* [TEXT PASSAGE]:

PROSPECT STREET ENERGY CORPORATION

 

ARTICLES OF INCORPORATION

 

THIS IS TO CERTIFY THAT:

 

          FIRST :  The undersigned, John F. Barry III, whose address is c/o Prospect Street Energy Corporation, 10 East 40th Street, 44th Floor, New York, NY 10016, being at least 18 years of age, does hereby form a corporation under the general laws of the State of Maryland.

 

          SECOND :  The name of the corporation (which is hereinafter called the “Corporation”) is:

 

Prospect Street Energy Corporation

 

          THIRD :  The purposes for which the Corporation is formed are to conduct and carry on the business of a business development company, subject to making an election under the Investment Company Act of 1940, as amended, and to engage in any lawful act or activity for which corporations may be organized under the general laws of the State of Maryland as of now or hereafter in force.

 

          FOURTH :  The address of the principal office of the Corporation in this State is c/o The Corporation Trust Incorporated, 300 East Lombard Street, Baltimore, Maryland 21202.

 

          FIFTH :  The name and address of the resident agent of the Corporation are The Corporation Trust Incorporated, 300 East Lombard Street, Baltimore, Maryland 21202. The resident agent is a Maryland corporation.

 

          SIXTH :  The total number of shares of stock which the Corporation has authority to issue is 1,000 shares of Common Stock, $.001 par value per share. The aggregate par value of all authorized shares of stock having a par value is $1.

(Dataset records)
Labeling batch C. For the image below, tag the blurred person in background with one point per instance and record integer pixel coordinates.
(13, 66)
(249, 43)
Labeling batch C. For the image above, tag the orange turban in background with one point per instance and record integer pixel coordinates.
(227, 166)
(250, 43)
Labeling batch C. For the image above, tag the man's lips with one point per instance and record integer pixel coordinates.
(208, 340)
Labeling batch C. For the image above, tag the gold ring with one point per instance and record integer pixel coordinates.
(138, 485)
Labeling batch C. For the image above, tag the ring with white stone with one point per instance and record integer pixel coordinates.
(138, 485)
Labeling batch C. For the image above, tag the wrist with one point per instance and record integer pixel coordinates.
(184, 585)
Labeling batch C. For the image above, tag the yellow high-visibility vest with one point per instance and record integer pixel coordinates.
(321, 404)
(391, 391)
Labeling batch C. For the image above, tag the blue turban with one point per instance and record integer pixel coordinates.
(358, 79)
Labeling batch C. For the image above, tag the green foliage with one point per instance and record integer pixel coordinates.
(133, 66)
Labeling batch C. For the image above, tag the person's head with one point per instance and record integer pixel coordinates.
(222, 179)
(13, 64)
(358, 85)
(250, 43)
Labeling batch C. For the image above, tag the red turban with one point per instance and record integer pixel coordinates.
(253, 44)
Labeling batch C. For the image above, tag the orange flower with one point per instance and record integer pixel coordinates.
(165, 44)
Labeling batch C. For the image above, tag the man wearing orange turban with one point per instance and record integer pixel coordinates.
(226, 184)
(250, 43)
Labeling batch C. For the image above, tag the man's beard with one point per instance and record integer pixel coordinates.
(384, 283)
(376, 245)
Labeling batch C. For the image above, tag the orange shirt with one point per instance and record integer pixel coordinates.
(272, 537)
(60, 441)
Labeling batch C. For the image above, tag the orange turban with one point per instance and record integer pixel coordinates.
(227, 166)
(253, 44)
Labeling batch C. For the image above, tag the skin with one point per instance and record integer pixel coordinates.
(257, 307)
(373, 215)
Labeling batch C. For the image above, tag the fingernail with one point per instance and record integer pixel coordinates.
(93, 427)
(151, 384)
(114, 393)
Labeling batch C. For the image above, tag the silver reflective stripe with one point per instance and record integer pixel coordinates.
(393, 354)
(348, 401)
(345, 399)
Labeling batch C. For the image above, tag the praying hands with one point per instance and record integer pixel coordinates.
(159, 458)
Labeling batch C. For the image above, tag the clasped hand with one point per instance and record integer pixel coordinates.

* [DIRECTION]: Render this sentence from the articles of incorporation in Spanish: "The resident agent is a Maryland corporation."

* [TASK RESULT]: El agente residente es una corporación de Maryland.